Return the entries word for word, from the very start through the line containing "<point>488,429</point>", inclusive, and omit any pictures from your answer.

— BEGIN Extracted material —

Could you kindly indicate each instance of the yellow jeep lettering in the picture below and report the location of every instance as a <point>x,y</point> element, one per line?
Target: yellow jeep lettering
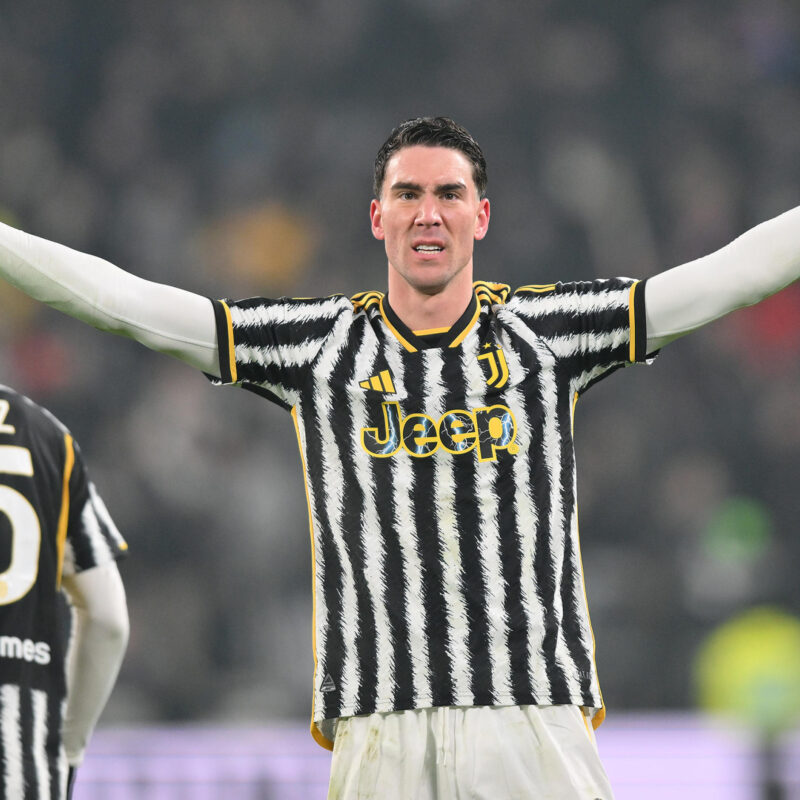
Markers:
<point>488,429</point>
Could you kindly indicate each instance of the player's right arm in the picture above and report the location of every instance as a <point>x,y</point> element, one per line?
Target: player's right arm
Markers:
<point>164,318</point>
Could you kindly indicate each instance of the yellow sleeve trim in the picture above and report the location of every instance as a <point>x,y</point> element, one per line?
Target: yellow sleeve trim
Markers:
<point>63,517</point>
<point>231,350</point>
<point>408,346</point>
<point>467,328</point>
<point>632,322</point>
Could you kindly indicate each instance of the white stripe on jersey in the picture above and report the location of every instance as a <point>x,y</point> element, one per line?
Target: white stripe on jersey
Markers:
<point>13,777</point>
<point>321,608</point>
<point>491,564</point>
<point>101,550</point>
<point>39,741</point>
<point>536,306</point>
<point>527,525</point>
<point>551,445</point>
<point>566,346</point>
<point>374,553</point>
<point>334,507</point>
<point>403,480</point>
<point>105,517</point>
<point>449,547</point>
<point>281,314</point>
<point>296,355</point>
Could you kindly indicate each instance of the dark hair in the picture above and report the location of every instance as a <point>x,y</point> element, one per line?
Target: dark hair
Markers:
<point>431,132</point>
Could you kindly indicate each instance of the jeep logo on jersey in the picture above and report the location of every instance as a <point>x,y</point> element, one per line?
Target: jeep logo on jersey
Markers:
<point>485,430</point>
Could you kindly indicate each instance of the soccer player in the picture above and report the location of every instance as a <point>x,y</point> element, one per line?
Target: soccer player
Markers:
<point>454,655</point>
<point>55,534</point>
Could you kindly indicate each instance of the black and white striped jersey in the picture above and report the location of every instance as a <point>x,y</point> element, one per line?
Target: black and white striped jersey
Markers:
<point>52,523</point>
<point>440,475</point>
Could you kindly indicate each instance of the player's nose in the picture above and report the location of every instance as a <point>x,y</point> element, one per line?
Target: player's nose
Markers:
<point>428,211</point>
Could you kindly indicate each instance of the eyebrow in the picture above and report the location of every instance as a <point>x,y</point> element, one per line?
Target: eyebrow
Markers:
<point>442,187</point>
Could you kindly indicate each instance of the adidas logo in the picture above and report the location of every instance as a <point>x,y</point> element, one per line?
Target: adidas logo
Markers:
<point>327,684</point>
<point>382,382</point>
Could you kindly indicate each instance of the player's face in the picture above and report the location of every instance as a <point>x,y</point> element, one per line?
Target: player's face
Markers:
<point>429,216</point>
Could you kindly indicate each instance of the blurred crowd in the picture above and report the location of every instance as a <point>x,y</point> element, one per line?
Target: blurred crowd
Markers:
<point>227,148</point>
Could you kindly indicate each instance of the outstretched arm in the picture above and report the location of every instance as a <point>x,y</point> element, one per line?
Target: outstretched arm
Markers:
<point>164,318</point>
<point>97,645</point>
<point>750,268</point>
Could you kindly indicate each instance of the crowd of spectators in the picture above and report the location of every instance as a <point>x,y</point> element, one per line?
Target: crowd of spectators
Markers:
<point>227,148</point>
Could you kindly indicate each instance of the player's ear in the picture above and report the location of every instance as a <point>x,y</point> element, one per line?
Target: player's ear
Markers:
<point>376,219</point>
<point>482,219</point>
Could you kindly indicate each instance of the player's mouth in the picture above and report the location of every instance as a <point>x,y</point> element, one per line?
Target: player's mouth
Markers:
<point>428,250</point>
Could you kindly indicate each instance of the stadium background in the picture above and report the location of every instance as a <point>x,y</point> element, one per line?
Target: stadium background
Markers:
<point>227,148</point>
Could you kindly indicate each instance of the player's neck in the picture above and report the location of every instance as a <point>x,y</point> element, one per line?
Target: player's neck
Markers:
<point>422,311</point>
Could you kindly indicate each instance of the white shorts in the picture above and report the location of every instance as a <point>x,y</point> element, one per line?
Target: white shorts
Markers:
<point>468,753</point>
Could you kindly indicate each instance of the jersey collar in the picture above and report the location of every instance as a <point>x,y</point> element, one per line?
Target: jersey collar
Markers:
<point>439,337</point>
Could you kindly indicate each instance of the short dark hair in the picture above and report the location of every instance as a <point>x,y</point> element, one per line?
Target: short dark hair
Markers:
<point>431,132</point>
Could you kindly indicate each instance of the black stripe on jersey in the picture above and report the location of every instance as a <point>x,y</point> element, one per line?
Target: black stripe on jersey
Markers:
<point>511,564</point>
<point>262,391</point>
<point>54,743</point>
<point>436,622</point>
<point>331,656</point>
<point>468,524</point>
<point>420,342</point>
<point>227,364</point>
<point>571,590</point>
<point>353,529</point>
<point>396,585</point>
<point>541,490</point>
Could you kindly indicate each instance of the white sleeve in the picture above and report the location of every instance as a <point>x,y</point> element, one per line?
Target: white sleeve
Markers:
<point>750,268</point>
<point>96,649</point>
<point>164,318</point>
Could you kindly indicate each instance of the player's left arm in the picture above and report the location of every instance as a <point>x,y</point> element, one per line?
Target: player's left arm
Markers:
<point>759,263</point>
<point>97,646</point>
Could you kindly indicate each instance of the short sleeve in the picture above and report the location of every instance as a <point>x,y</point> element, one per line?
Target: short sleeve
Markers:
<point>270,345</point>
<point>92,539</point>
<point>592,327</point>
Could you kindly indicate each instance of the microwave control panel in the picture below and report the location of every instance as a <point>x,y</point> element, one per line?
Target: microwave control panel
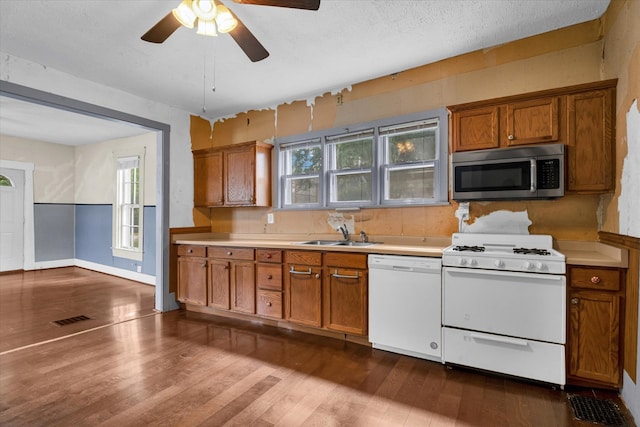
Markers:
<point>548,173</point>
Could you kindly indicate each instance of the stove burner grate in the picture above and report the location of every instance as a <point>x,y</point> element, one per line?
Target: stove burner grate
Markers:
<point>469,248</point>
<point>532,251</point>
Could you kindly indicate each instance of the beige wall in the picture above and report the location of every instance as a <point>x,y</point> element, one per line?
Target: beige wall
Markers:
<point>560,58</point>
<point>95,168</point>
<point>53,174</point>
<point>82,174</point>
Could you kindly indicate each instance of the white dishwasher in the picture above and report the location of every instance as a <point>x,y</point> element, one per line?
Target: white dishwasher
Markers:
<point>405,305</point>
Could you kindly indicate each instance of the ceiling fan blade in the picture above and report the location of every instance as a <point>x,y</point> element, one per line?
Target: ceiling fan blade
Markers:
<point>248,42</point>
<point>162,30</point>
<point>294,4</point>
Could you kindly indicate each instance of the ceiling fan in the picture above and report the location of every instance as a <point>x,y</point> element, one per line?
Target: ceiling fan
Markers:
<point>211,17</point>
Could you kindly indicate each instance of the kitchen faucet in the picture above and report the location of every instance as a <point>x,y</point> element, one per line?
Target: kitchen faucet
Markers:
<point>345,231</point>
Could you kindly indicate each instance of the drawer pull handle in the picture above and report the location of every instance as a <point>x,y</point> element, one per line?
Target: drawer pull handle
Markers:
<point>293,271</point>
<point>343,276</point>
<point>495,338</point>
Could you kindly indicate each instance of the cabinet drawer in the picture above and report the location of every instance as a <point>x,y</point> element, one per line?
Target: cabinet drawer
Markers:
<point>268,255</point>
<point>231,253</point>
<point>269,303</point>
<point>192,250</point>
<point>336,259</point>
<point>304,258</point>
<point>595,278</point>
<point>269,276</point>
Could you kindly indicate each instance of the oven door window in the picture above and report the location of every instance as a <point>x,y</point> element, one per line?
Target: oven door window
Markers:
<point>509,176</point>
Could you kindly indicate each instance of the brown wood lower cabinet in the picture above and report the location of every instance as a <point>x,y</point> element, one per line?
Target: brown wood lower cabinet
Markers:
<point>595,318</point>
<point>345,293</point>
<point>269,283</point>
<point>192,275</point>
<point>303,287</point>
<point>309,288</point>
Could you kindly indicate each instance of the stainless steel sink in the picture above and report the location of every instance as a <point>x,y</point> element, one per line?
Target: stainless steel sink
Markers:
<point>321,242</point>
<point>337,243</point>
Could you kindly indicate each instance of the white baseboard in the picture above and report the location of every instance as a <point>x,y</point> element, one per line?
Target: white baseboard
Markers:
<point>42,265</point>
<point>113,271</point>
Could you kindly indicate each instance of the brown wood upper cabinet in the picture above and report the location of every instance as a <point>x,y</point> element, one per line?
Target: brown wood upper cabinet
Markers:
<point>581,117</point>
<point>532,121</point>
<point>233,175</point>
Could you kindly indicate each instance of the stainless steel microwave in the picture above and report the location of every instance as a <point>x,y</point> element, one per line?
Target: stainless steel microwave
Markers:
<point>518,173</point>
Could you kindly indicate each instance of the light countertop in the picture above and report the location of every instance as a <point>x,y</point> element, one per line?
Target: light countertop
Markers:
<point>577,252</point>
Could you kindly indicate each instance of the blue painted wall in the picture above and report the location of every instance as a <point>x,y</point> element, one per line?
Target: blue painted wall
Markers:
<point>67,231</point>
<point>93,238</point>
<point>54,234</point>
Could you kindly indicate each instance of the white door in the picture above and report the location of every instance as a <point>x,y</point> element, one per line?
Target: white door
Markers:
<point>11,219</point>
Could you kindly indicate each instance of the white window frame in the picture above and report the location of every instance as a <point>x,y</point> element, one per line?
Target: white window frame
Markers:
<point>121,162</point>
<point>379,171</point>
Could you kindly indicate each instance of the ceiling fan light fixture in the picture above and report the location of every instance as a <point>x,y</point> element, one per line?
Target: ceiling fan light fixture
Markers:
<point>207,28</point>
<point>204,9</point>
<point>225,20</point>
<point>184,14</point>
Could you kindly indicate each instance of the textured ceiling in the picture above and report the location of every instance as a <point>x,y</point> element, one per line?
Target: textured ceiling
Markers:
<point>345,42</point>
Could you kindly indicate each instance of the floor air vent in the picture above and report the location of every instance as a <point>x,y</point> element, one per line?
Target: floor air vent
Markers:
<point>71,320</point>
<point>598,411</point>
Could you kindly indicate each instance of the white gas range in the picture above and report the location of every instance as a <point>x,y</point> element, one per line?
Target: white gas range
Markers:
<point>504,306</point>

— END Extracted material —

_Solution to this task_:
Could you kindly indicate each instance of the yellow jeep lettering in the picture below and report the location of every instance as a <point>x,y</point> element, one per line?
Target: yellow jeep lettering
Markers:
<point>488,429</point>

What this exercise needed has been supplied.